___ Task input
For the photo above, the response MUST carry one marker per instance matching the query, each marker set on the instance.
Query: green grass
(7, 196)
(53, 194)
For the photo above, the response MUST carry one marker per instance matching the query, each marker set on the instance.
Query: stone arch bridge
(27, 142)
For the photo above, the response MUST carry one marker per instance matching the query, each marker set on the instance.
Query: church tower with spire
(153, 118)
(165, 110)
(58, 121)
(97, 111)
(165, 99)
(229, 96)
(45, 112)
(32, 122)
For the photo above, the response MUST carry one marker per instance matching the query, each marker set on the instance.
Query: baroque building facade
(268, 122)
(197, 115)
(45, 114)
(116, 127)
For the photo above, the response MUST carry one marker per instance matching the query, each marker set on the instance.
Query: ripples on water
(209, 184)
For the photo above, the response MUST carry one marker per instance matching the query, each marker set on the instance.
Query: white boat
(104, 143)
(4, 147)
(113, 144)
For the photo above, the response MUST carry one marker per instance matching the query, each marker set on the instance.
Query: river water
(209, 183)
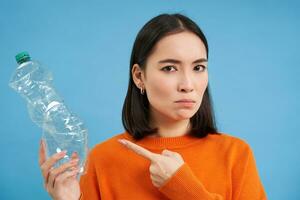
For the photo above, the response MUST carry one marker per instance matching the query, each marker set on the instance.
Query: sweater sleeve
(245, 178)
(185, 185)
(88, 182)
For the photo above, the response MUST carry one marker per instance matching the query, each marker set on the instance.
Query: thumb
(167, 152)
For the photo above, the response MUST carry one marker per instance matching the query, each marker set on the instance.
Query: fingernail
(122, 141)
(75, 160)
(63, 152)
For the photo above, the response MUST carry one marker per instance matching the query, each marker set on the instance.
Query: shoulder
(227, 141)
(110, 146)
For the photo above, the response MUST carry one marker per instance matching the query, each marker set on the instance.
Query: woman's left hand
(163, 165)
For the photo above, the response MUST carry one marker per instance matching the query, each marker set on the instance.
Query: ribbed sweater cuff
(185, 185)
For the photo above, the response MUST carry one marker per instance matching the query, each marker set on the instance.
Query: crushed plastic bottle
(62, 130)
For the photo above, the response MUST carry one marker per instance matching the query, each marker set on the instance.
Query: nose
(186, 84)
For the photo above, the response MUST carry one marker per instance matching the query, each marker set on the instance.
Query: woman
(171, 148)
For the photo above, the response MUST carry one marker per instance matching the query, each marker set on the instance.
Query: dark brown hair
(135, 112)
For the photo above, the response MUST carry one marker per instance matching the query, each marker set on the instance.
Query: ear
(137, 75)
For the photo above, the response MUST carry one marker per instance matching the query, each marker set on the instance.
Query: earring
(142, 90)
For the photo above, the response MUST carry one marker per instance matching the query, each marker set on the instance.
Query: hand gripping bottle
(62, 130)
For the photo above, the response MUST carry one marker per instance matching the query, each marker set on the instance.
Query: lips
(185, 100)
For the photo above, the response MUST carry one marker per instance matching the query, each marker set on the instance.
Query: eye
(167, 68)
(200, 68)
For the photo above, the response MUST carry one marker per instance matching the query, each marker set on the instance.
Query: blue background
(254, 77)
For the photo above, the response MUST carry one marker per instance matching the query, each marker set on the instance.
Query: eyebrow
(170, 60)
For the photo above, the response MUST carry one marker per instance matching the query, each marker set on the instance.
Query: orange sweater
(216, 167)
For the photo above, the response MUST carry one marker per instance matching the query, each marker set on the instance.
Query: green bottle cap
(22, 57)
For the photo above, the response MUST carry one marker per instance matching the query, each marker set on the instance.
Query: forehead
(185, 46)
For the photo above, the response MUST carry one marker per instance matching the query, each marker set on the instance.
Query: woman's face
(176, 70)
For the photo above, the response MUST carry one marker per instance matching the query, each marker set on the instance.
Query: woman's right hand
(60, 182)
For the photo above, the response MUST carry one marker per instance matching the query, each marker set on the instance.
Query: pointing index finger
(138, 149)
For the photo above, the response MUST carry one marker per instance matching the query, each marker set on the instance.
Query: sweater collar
(165, 142)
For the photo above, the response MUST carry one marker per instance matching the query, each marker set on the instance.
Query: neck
(170, 128)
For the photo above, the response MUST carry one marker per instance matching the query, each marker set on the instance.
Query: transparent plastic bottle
(62, 130)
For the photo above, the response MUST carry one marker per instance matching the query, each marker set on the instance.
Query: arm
(88, 182)
(245, 178)
(185, 185)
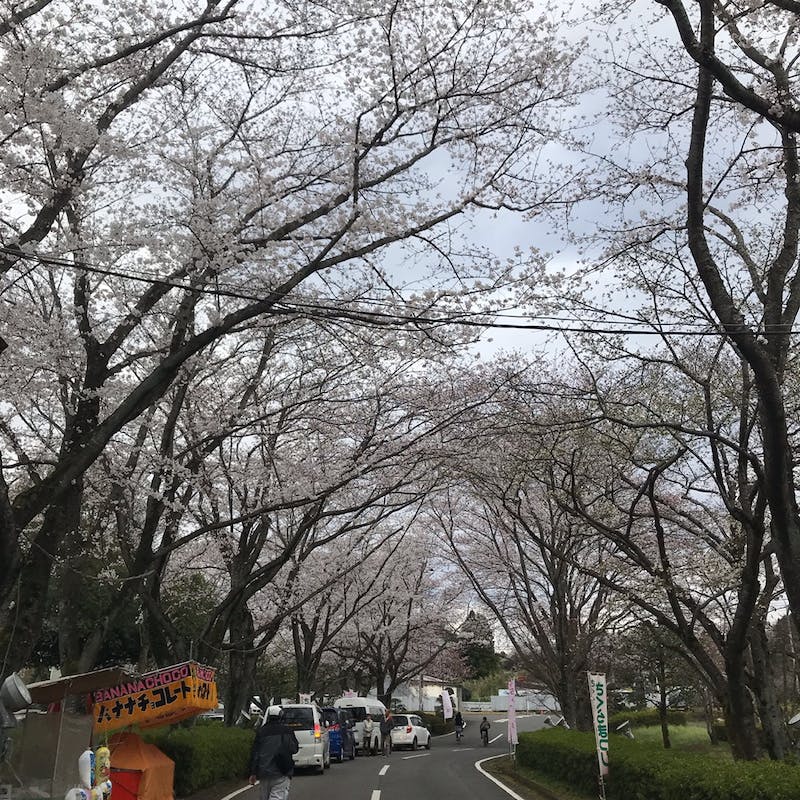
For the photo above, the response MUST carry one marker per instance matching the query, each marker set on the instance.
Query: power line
(386, 319)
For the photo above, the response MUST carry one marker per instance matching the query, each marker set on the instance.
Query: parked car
(340, 724)
(359, 707)
(308, 724)
(410, 731)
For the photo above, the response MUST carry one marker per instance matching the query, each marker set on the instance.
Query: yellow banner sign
(156, 698)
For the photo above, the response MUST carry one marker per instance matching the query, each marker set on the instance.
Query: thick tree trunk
(776, 739)
(242, 662)
(740, 719)
(662, 704)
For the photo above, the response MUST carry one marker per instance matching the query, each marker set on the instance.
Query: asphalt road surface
(445, 772)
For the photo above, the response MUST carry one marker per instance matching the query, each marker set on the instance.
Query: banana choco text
(156, 698)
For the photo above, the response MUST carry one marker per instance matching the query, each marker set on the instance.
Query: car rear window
(300, 718)
(330, 715)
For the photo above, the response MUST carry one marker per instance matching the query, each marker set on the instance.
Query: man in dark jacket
(271, 760)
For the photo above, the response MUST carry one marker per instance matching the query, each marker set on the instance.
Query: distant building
(425, 694)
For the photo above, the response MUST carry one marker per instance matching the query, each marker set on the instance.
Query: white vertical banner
(447, 706)
(512, 712)
(598, 697)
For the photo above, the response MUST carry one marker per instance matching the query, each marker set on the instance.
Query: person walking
(271, 761)
(366, 736)
(387, 723)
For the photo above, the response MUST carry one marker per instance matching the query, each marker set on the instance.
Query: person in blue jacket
(271, 762)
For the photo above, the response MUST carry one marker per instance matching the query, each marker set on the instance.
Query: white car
(307, 722)
(410, 731)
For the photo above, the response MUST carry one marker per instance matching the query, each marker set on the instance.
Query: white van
(359, 707)
(312, 735)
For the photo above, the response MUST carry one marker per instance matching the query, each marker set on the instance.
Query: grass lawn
(533, 785)
(530, 784)
(692, 736)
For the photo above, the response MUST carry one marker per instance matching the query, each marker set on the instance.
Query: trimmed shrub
(640, 771)
(204, 755)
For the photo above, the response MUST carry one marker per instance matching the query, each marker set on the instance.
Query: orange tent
(139, 771)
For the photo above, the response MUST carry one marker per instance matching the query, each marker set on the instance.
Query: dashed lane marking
(238, 791)
(492, 778)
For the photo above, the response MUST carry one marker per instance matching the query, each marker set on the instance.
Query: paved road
(445, 772)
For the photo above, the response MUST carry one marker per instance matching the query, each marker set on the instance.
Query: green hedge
(204, 755)
(640, 771)
(436, 724)
(646, 718)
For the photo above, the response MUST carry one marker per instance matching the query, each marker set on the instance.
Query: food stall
(71, 715)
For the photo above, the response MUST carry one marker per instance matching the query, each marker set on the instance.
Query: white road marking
(493, 779)
(238, 791)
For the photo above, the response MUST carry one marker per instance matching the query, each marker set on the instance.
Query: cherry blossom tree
(709, 91)
(172, 178)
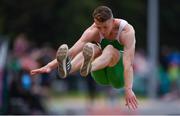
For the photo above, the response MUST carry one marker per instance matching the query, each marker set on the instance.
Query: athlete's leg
(78, 60)
(64, 65)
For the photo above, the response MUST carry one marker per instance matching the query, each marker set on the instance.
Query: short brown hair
(102, 13)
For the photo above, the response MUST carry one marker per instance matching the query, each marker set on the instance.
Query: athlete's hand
(44, 69)
(131, 100)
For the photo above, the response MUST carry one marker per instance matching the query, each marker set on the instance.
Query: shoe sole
(61, 57)
(88, 56)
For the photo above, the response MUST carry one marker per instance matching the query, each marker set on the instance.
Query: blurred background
(32, 30)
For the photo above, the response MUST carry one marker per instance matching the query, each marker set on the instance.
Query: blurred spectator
(22, 98)
(141, 70)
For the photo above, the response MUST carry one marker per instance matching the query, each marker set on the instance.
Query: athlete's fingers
(128, 104)
(133, 104)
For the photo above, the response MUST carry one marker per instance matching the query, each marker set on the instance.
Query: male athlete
(105, 49)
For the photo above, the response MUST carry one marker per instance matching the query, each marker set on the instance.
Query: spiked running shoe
(64, 62)
(88, 54)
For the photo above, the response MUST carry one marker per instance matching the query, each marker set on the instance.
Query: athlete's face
(104, 27)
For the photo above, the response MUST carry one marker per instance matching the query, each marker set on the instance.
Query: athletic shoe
(88, 54)
(64, 62)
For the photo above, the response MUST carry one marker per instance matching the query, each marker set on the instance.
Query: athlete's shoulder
(92, 33)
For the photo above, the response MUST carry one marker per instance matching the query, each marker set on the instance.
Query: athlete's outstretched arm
(128, 39)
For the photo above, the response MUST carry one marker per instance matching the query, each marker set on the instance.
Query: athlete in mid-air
(105, 49)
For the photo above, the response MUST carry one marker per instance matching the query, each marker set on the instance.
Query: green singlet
(111, 75)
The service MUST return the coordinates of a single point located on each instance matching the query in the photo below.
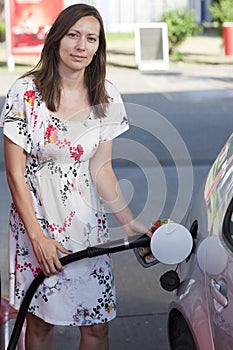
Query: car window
(228, 226)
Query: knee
(37, 326)
(99, 331)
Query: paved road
(147, 162)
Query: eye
(92, 39)
(72, 35)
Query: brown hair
(46, 72)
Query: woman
(59, 121)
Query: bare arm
(45, 248)
(108, 189)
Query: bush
(222, 11)
(181, 24)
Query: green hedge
(222, 11)
(181, 24)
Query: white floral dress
(66, 204)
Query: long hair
(46, 72)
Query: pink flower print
(30, 97)
(50, 134)
(76, 152)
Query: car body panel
(205, 295)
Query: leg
(39, 334)
(94, 337)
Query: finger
(58, 265)
(62, 249)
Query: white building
(121, 15)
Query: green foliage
(2, 31)
(181, 24)
(222, 11)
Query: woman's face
(79, 45)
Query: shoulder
(23, 84)
(112, 91)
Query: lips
(78, 57)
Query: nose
(81, 44)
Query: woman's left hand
(135, 227)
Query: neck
(72, 80)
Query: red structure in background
(228, 38)
(29, 20)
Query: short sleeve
(15, 116)
(116, 121)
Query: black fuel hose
(90, 252)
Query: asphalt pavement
(142, 304)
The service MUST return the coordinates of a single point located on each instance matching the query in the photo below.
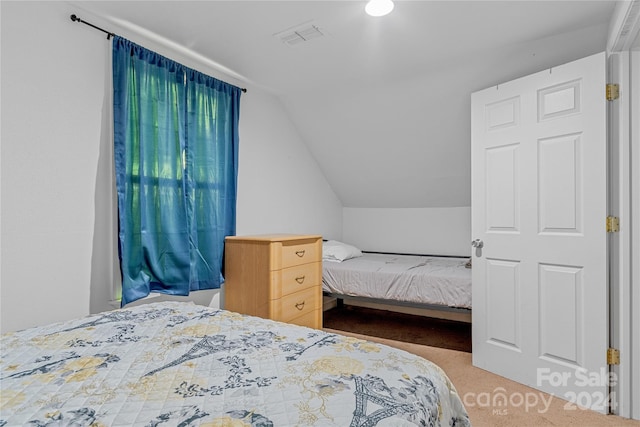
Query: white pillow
______
Problem requirements — A picture must not appear in the copy. Transcribe exactly the lines from the one with "Query: red structure in background" through the final line of the entries, both included, and no more.

Task response —
Query: red structure in background
(228, 38)
(29, 20)
Query: short sleeve
(15, 116)
(116, 121)
Query: black fuel hose
(90, 252)
Query: asphalt pavement
(142, 304)
The service MUST return the coordinates of a single point located on each instance matching the query in the photo below.
Query: white pillow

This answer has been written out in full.